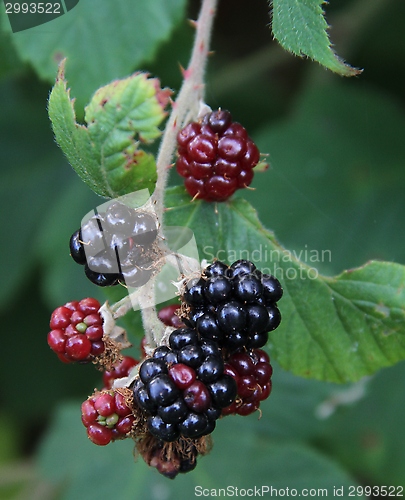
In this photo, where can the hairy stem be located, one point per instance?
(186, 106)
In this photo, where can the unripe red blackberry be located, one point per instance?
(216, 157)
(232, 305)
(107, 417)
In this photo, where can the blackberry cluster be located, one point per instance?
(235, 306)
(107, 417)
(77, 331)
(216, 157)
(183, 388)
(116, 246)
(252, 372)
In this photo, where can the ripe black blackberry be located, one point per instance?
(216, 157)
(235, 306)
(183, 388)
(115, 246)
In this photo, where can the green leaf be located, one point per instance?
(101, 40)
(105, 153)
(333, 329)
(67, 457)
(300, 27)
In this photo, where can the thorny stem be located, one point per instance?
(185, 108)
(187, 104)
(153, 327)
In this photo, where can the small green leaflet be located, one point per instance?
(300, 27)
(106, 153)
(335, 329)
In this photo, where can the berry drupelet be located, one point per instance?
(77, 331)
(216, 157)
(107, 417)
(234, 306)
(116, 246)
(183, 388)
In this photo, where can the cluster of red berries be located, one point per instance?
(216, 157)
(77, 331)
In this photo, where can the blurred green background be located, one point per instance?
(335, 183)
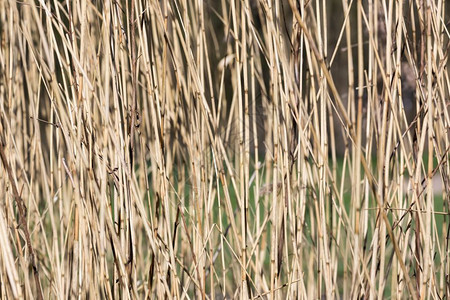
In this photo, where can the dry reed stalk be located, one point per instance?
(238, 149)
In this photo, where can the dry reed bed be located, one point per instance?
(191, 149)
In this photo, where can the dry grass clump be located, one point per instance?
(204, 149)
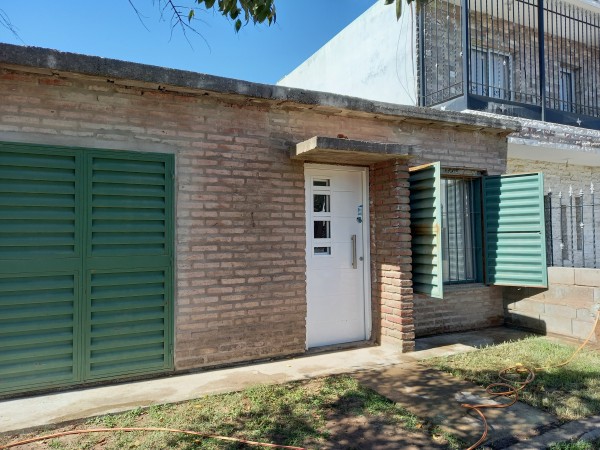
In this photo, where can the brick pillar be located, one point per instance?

TASK TO CARRY OUT >> Without the pictures, give all of the entries above again exactly.

THE ANSWER >>
In this photo, where can the hairy stem be located, one point per instance?
(186, 106)
In this photo, where can the unripe red blackberry be located, one point per instance?
(216, 157)
(232, 305)
(107, 417)
In this photo, where can the blackberry cluster be located, one point per instance?
(235, 306)
(107, 417)
(77, 331)
(216, 157)
(183, 388)
(116, 246)
(252, 372)
In this photo, where can the ripe black blackberry be located, one point per instance?
(216, 157)
(235, 306)
(183, 388)
(115, 246)
In this photo, where can the green leaf be located, one point per instance?
(101, 40)
(105, 153)
(333, 329)
(67, 457)
(300, 27)
In this photo, where can the thorny stem be located, one point per instance?
(185, 108)
(187, 104)
(153, 327)
In this photo, where can the small green leaflet be located, one point per instance?
(300, 27)
(106, 153)
(335, 329)
In this photo, where can the berry drupelet be located, one point per instance?
(77, 331)
(216, 157)
(107, 417)
(234, 306)
(116, 246)
(183, 388)
In this photo, where can the cluster of red berries be located, one point per instance?
(216, 157)
(77, 331)
In this photo, where can the blurred green background be located, one point per instance?
(335, 183)
In this photo, where can the dry reed stalk be located, one point per instance?
(238, 149)
In this photo, where can the dry reed bed be located, one point per instance?
(191, 149)
In this photo, where can the dry grass clump be located, one point per instance?
(204, 149)
In this photo, where can the brick pillar be located, one point per instance?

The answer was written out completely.